### Text segment
-- START --
The Navy made its first awards under its new Innovation Cell framework for rapid IT acquisition Tuesday, and will insert new technologies for virtual desktops a...
In March, the Navy launched its Innovation Cell to test whether it’s practical for the military to conduct a significant information technology acquisition — from the requirements phase all the way to selecting a final vendor— in less than a year. It appears that the answer is yes.
On Tuesday, the Navy notified four firms that it’s picked their products to solve two out of the three “enterprise challenges” it issued to industry on March 26. Mostly off-the-shelf IT offerings, providing enhanced virtual desktops and revamped network architectures aboard Navy bases will be integrated into the massive Navy Marine Corps Intranet (NMCI) soon. And within the next few months, the service expects to decide on technologies to deal with the third and most complex challenge: analytics tools to crunch data across more than 40 stovepiped Navy human resources systems.
“Our whole focus has been speed-to-market and keeping pace with commercial IT, and I think we’ve done pretty well for the first time out of the chute,” Victor Gavin, the Navy’s program executive officer for enterprise information systems said in an interview with Federal News Radio Tuesday. “We’re well on our way to our goal of going from concept to delivery in one year.”
For the virtual desktop challenge, the Navy told industry it wanted to enable a more mobile workforce by extending all of the functionality and security of NMCI to a hosted virtual environment that lets its users access their applications and data from anywhere and from any computer, including personally-owned ones. Citrix, VMWare and HP, three of the approximately 100 companies who submitted white papers as part of the Innovation Cell process were told Tuesday that their products fit the bill.
Another enterprise challenge to restructure NMCI’s campus-area architecture — effectively, the interconnections between servers, routers and desktops on a given Navy base — will be handled by Tellabs. That firm’s passive optical network (PON) technology will be used on stateside bases to drastically upgrade the effective network bandwidth on each installation without the need to install new, expensive fiber optic cables.
The third challenge, which asked industry for ideas on how the Navy could mine and analyze information from dozens of personnel databases which currently do not communicate with one another, is still a work in progress.
“This was the one where we had the biggest challenge in defining our own requirements and understanding the art of the possible,” Gavin said.
But he said the Innovation Cell process has let the Navy move from a broad goal to prototyping specific service offerings by five discrete vendors. PEO-EIS created a “sandbox” in partnership with the Office of Naval Research to test how those companies’ tools will or won’t achieve the ultimate objective of giving personnel decision makers an integrated picture of all the potential factors that affect recruitment, retention and promotion for sailors and civilians.
“And we’re going to run real Navy personnel data through these products to help us further refine our requirements, get them into the hands of Navy Personnel Command and ultimately into our manpower, personnel training and education environment,” Gavin said.
From a process standpoint, the Innovation Cell was premised on the notion that the government’s usual acquisition process — formal requests for information, followed by requests for proposals and sometimes a protest by the losing bidder — usually results in a procurement decision at just about the time the product in question is headed for obsolescence.
The Navy’s idea is to outline its IT deficiencies in extremely broad strokes and then create an ongoing, two-way dialogue with everyone from large defense firms to garage innovators about what the state of the art is, how private firms are using commercial IT, and, hopefully, put the government in a position to buy a new technology almost as soon as it hits the commercial marketplace.
-- END --
### Information supplied
-- START --
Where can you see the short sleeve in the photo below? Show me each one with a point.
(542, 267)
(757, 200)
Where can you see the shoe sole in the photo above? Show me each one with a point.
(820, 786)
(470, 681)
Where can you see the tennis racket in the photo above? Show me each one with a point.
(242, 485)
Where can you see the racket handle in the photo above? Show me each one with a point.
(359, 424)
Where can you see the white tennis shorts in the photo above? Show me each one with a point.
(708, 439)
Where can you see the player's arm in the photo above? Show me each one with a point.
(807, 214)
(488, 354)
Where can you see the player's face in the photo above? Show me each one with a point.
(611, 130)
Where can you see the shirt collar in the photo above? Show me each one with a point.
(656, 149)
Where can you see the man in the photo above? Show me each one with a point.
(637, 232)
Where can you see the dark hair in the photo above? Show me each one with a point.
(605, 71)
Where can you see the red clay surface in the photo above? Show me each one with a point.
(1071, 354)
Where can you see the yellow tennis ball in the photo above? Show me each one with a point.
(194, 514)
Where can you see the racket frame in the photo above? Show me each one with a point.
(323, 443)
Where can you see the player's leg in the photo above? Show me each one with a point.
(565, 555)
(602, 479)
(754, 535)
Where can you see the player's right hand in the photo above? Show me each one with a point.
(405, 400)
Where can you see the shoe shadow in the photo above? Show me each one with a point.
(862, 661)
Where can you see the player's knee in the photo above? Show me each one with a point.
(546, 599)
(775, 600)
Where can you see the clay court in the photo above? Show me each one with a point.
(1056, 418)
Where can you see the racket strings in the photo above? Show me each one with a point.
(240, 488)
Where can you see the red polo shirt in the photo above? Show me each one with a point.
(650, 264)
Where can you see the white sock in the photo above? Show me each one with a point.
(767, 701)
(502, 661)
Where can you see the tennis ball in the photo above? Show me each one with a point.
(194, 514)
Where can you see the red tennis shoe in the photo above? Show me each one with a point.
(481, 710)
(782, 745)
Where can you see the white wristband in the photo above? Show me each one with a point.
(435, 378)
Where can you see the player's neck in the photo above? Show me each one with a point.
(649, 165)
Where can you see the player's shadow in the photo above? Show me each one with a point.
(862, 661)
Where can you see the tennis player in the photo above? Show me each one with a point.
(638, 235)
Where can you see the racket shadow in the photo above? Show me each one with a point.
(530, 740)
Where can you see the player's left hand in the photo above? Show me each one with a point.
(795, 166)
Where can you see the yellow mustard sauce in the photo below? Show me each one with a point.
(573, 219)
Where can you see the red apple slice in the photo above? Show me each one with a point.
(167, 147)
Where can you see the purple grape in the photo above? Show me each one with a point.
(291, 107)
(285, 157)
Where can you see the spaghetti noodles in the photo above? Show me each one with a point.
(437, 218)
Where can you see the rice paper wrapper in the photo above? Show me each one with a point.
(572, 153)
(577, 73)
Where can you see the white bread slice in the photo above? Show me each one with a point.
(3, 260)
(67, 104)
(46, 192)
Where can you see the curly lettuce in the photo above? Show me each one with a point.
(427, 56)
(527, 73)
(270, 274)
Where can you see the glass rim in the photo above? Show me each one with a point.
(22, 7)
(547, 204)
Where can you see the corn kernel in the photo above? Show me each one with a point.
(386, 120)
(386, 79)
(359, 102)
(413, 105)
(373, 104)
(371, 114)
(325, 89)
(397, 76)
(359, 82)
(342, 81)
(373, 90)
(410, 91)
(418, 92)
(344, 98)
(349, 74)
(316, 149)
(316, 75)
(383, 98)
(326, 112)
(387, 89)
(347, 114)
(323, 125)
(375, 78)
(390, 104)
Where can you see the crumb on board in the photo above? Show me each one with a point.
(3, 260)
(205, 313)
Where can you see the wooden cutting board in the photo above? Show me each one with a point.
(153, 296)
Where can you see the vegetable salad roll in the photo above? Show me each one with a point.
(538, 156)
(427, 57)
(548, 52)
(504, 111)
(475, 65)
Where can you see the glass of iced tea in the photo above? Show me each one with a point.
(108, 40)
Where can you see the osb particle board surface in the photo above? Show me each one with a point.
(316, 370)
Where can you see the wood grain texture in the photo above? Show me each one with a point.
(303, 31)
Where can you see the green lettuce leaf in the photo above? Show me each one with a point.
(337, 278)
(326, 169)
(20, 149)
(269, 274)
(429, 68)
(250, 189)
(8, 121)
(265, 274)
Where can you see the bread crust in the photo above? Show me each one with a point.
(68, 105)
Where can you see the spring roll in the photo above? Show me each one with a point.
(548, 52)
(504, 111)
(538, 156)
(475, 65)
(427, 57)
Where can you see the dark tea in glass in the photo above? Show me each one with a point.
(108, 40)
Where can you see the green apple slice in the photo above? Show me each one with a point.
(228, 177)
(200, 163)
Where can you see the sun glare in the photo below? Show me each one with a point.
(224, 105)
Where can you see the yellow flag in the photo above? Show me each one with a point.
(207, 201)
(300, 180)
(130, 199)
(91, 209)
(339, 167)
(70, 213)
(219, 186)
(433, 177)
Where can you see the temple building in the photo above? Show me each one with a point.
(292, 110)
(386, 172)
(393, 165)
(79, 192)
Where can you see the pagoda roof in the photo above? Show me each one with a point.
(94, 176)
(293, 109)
-- END --
Summarize the article on the Navy's Innovation Cell in two sentences.

### Answer to this task
In March, the Navy launched its Innovation Cell to test whether a significant information technology acquisition could be completed in less than a year. On Tuesday, it selected Citrix, VMWare, and HP for the virtual desktop challenge and Tellabs for restructuring NMCI's campus-area architecture, while the third challenge, analytics for dozens of personnel databases that do not communicate with one another, remains a work in progress, with offerings from five vendors being prototyped in a "sandbox."